- YOUR INSTRUCTIONS: Return only the number of lines in the entries below that hold the word "jacket".

- DATA EXCERPTS:
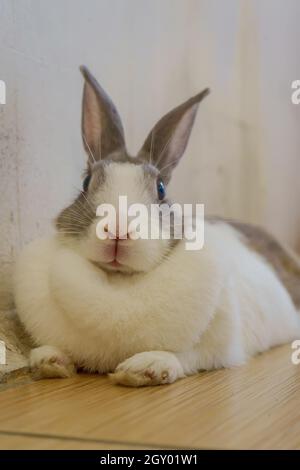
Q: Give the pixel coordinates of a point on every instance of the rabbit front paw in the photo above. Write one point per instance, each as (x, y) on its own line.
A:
(148, 368)
(50, 362)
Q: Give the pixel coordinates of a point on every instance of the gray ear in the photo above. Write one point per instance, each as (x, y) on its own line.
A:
(102, 130)
(168, 139)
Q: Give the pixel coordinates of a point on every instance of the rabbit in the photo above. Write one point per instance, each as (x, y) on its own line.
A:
(146, 312)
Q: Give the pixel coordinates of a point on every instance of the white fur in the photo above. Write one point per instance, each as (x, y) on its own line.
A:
(188, 311)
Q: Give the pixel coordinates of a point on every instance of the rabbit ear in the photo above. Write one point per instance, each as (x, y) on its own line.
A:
(102, 130)
(168, 139)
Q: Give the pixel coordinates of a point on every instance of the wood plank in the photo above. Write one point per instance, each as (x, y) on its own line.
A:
(254, 406)
(23, 442)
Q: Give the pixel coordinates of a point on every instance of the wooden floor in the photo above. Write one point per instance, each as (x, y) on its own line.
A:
(255, 406)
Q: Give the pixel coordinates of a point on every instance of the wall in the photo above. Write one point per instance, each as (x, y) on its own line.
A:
(243, 158)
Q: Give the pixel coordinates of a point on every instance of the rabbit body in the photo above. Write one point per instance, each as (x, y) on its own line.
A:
(147, 311)
(210, 308)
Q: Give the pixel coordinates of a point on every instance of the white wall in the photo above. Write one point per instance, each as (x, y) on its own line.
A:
(243, 158)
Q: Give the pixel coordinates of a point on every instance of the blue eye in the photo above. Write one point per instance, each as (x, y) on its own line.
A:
(86, 183)
(161, 191)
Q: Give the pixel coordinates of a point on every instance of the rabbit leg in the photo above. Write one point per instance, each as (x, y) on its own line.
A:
(48, 361)
(148, 368)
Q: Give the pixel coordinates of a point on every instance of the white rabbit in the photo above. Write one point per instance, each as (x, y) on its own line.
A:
(146, 311)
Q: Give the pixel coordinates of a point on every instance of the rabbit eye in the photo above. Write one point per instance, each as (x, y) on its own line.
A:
(161, 190)
(86, 183)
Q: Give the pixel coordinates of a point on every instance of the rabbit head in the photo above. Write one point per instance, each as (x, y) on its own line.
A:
(111, 172)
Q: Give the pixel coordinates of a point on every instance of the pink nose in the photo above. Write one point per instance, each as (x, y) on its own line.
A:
(116, 236)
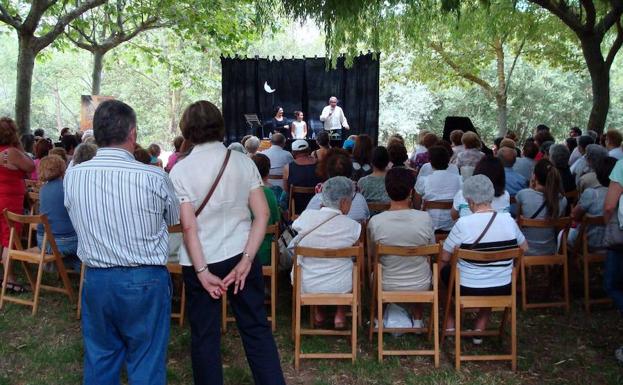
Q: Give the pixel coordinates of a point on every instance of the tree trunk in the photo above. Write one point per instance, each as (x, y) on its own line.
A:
(25, 68)
(600, 81)
(96, 77)
(500, 95)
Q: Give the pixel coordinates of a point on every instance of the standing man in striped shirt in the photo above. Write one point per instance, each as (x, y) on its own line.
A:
(120, 209)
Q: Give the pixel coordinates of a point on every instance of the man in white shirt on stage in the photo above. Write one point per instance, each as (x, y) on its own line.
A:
(333, 117)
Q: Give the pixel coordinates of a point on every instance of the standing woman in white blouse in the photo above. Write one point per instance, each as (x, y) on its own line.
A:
(220, 243)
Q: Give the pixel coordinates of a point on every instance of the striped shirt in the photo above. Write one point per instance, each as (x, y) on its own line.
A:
(502, 235)
(120, 209)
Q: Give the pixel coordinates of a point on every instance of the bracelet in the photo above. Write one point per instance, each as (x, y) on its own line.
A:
(202, 269)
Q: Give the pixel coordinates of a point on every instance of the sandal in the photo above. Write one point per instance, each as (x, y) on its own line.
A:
(16, 288)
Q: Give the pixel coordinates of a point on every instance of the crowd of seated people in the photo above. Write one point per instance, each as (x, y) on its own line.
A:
(480, 185)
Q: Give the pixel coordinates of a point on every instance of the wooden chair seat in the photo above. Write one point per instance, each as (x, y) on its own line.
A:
(301, 299)
(505, 303)
(381, 297)
(33, 255)
(558, 259)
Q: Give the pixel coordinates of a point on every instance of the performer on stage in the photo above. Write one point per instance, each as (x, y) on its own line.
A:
(280, 124)
(298, 128)
(333, 117)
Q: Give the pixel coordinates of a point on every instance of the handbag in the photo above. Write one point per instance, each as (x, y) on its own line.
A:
(613, 235)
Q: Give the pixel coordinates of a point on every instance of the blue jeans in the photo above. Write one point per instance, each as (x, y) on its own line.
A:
(613, 278)
(125, 321)
(68, 246)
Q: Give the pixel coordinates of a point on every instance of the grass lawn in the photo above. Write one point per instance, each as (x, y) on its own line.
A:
(554, 348)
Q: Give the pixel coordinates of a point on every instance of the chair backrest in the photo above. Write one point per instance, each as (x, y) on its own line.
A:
(439, 205)
(378, 207)
(481, 256)
(15, 242)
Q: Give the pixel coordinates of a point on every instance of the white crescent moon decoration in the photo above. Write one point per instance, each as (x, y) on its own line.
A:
(267, 88)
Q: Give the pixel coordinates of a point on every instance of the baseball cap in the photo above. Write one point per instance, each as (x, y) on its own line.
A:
(300, 145)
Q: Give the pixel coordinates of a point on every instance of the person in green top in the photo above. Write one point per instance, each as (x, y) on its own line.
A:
(263, 165)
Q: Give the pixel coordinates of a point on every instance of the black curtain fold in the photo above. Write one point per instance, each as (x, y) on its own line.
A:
(300, 84)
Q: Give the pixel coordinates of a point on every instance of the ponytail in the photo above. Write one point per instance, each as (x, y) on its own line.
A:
(547, 175)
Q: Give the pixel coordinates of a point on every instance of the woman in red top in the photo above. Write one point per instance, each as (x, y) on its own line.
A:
(14, 166)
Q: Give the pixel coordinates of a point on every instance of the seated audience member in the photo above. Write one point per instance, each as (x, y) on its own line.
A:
(372, 187)
(337, 163)
(60, 152)
(525, 165)
(69, 143)
(154, 153)
(398, 156)
(514, 180)
(470, 156)
(263, 165)
(457, 145)
(591, 203)
(613, 144)
(492, 168)
(174, 157)
(541, 137)
(481, 278)
(579, 167)
(594, 154)
(423, 157)
(278, 157)
(439, 186)
(51, 203)
(142, 155)
(84, 152)
(300, 172)
(419, 146)
(328, 227)
(324, 145)
(251, 145)
(362, 154)
(543, 200)
(559, 156)
(402, 226)
(42, 149)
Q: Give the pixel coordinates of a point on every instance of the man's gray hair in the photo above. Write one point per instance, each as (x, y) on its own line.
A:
(594, 154)
(559, 155)
(478, 189)
(252, 144)
(84, 152)
(335, 190)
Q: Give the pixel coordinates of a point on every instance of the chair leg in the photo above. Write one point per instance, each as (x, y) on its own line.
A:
(79, 308)
(35, 304)
(587, 296)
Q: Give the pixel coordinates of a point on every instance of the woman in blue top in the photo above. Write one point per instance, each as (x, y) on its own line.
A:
(51, 203)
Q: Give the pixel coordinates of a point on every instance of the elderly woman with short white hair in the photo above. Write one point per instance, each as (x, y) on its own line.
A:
(484, 230)
(328, 227)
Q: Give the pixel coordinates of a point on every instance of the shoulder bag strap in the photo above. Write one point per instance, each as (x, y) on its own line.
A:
(495, 213)
(538, 211)
(214, 185)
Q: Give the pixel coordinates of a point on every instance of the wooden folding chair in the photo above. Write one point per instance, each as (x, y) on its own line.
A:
(381, 297)
(558, 259)
(461, 302)
(588, 257)
(269, 272)
(176, 268)
(292, 204)
(439, 205)
(308, 299)
(34, 255)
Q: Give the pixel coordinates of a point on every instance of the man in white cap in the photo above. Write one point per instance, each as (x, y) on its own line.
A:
(333, 117)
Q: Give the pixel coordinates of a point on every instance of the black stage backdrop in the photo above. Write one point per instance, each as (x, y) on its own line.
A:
(300, 84)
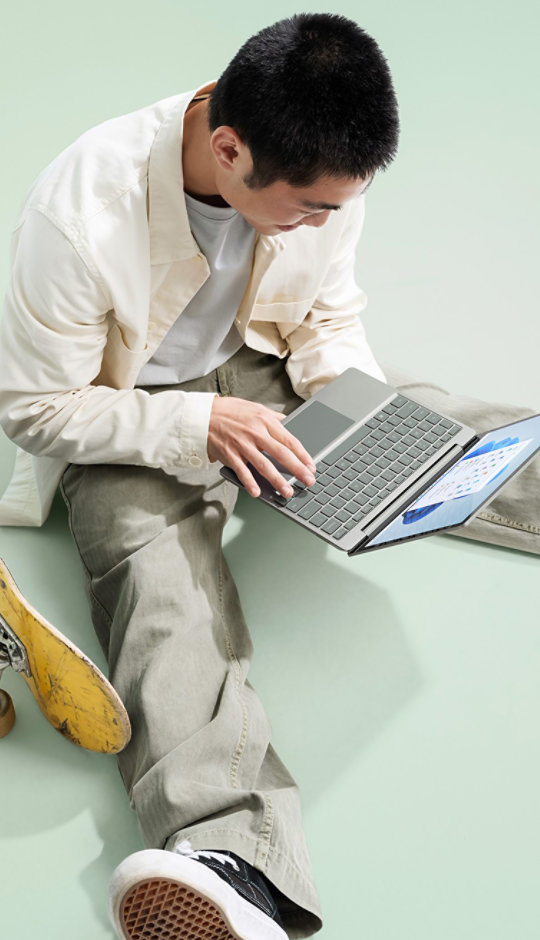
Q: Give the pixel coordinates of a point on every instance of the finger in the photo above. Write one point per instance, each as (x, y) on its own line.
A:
(246, 478)
(269, 471)
(292, 443)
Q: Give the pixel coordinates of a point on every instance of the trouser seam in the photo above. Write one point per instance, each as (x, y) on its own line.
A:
(93, 596)
(265, 835)
(233, 659)
(273, 852)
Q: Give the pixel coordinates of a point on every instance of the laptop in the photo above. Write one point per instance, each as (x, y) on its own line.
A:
(389, 469)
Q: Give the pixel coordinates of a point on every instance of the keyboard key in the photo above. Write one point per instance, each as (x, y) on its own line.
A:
(330, 526)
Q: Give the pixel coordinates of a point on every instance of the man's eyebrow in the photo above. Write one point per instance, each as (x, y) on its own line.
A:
(318, 205)
(328, 206)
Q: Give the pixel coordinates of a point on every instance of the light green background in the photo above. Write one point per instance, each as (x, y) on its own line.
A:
(402, 686)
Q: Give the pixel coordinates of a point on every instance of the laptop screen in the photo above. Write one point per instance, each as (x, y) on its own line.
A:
(469, 483)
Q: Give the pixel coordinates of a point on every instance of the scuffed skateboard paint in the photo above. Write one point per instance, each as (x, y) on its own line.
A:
(70, 690)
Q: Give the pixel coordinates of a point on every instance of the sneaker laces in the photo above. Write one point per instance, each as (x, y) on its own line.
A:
(185, 848)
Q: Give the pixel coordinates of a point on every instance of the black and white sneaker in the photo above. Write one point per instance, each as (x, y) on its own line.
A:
(192, 895)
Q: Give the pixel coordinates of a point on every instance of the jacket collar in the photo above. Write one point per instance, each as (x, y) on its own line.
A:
(170, 234)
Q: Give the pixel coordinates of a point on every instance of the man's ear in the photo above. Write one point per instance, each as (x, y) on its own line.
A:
(227, 148)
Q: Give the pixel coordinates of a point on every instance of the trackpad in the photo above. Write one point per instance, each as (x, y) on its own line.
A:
(317, 426)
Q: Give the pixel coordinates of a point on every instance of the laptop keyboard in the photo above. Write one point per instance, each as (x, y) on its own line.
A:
(358, 475)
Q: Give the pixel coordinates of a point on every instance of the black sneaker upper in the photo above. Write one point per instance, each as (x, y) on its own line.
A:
(247, 881)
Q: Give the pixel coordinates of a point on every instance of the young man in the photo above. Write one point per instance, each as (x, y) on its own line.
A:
(183, 277)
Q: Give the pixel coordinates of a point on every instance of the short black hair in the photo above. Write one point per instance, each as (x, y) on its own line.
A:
(310, 96)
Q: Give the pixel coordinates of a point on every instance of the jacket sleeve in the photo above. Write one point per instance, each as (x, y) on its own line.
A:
(54, 330)
(332, 338)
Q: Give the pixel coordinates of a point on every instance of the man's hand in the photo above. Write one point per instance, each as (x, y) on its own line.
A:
(241, 430)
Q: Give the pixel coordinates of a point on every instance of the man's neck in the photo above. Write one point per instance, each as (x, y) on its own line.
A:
(197, 160)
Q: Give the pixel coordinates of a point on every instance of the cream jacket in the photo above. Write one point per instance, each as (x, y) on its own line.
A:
(103, 263)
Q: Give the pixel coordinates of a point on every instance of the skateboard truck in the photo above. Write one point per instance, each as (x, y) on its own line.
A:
(72, 693)
(12, 653)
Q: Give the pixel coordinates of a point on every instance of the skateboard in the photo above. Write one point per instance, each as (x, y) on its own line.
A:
(72, 693)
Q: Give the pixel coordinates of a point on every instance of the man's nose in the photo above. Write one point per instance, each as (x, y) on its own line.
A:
(317, 219)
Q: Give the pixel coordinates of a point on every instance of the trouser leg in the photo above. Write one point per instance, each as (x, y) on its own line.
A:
(512, 520)
(200, 764)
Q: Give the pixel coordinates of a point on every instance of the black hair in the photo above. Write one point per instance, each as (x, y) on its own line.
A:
(310, 96)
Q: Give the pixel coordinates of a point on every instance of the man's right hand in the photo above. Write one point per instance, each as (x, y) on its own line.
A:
(242, 432)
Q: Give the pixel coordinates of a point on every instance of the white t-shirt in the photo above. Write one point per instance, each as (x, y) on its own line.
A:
(204, 336)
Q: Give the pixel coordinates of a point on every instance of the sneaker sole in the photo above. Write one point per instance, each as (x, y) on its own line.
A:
(162, 908)
(157, 895)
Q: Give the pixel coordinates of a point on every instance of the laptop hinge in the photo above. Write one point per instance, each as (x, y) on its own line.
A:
(408, 496)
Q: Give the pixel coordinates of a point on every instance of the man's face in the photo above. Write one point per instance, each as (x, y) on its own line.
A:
(279, 207)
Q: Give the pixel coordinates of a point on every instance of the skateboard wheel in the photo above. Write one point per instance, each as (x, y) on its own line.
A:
(7, 713)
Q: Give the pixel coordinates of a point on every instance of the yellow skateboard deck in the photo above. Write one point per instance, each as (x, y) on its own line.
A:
(72, 693)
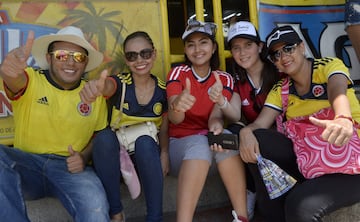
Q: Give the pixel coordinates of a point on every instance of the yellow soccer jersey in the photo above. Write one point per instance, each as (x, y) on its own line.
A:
(49, 119)
(317, 97)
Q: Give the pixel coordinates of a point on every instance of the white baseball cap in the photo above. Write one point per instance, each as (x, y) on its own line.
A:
(194, 25)
(243, 29)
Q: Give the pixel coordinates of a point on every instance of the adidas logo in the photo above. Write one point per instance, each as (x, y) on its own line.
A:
(43, 100)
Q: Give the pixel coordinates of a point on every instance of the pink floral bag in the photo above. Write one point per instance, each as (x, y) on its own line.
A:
(316, 157)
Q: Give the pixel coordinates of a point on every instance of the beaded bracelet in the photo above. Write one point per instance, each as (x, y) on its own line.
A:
(223, 106)
(345, 117)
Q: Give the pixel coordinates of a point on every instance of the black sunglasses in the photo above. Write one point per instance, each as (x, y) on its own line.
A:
(145, 54)
(287, 50)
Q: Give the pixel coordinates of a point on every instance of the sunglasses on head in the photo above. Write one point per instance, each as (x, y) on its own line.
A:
(195, 25)
(287, 50)
(63, 55)
(145, 54)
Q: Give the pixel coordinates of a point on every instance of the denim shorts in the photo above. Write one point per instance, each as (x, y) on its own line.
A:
(352, 12)
(194, 147)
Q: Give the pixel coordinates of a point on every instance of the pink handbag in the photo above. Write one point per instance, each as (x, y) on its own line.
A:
(316, 157)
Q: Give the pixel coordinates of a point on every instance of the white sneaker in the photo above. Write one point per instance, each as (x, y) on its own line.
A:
(251, 200)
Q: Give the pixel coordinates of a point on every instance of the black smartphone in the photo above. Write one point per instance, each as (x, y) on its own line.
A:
(227, 141)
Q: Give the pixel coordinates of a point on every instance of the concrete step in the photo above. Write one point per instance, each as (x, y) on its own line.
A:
(214, 196)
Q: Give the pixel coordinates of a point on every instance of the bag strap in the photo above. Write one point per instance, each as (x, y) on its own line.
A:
(284, 99)
(122, 99)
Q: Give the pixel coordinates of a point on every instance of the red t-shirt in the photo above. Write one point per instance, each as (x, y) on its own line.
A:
(196, 119)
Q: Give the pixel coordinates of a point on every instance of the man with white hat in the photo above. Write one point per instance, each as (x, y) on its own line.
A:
(54, 128)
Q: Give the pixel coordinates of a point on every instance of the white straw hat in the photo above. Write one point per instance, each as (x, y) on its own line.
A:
(67, 34)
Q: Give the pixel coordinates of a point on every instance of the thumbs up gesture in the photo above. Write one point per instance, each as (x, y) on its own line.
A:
(215, 91)
(12, 68)
(75, 162)
(184, 101)
(94, 88)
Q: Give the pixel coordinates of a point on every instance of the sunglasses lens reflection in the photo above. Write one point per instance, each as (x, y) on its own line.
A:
(287, 50)
(145, 54)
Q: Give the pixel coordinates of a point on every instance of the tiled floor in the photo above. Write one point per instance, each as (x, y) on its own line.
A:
(209, 215)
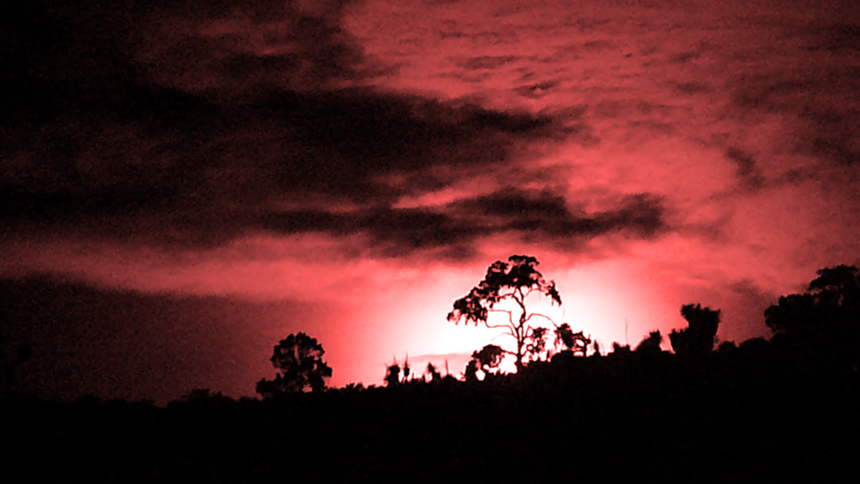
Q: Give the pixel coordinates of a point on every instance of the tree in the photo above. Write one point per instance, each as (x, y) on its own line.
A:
(826, 318)
(299, 359)
(831, 303)
(513, 281)
(572, 342)
(650, 345)
(698, 338)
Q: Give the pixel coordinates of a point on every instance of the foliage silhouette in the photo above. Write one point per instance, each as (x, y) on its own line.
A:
(576, 343)
(651, 344)
(698, 338)
(826, 318)
(299, 359)
(513, 280)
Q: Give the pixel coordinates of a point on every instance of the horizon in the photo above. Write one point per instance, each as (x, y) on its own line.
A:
(185, 185)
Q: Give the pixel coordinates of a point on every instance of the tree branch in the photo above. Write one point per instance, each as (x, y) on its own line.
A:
(543, 316)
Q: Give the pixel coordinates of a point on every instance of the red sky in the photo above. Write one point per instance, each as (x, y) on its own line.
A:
(221, 174)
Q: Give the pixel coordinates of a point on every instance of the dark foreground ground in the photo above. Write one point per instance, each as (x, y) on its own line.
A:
(651, 420)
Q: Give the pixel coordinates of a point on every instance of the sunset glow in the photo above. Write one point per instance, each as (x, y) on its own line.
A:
(235, 173)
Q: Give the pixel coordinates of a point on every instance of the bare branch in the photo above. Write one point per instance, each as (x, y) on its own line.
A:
(543, 316)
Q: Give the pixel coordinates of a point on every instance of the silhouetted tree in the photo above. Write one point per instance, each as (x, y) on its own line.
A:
(573, 342)
(827, 316)
(514, 281)
(697, 338)
(489, 357)
(434, 373)
(651, 344)
(299, 359)
(392, 375)
(537, 345)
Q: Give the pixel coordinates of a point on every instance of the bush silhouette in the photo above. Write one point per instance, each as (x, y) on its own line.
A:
(299, 359)
(698, 338)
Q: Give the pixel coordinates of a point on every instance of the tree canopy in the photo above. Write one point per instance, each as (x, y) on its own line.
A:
(299, 359)
(698, 338)
(826, 318)
(513, 281)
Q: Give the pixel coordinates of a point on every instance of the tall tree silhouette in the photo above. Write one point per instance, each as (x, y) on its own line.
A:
(513, 281)
(827, 316)
(299, 359)
(698, 338)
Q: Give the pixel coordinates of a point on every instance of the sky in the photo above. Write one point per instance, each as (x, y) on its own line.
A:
(184, 183)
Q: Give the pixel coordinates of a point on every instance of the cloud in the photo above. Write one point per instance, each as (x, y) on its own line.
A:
(525, 214)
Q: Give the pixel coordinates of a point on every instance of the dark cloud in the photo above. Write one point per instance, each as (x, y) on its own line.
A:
(523, 213)
(123, 344)
(487, 62)
(746, 168)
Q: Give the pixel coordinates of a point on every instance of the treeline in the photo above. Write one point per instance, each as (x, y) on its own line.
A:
(777, 410)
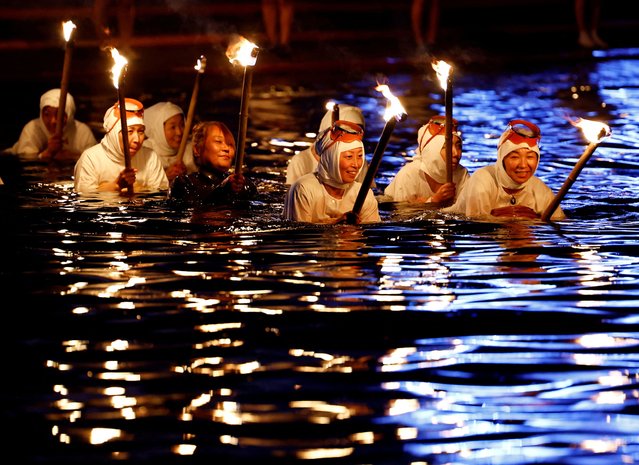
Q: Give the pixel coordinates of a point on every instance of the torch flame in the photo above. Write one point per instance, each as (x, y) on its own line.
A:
(201, 64)
(67, 29)
(443, 70)
(119, 62)
(395, 108)
(243, 52)
(594, 131)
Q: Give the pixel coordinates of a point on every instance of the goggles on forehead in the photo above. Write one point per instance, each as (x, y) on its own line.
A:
(134, 108)
(346, 131)
(522, 132)
(435, 126)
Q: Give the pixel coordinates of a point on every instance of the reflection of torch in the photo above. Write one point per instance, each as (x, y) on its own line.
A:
(594, 132)
(118, 72)
(67, 31)
(394, 112)
(444, 74)
(199, 67)
(245, 53)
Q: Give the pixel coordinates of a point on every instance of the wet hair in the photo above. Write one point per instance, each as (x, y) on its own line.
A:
(201, 132)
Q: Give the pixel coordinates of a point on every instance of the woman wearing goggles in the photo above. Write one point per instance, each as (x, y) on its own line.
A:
(329, 194)
(423, 180)
(305, 161)
(39, 137)
(103, 167)
(213, 183)
(509, 188)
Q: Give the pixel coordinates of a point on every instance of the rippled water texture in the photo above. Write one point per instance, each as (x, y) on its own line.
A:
(141, 334)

- ANSWER SPACE: 3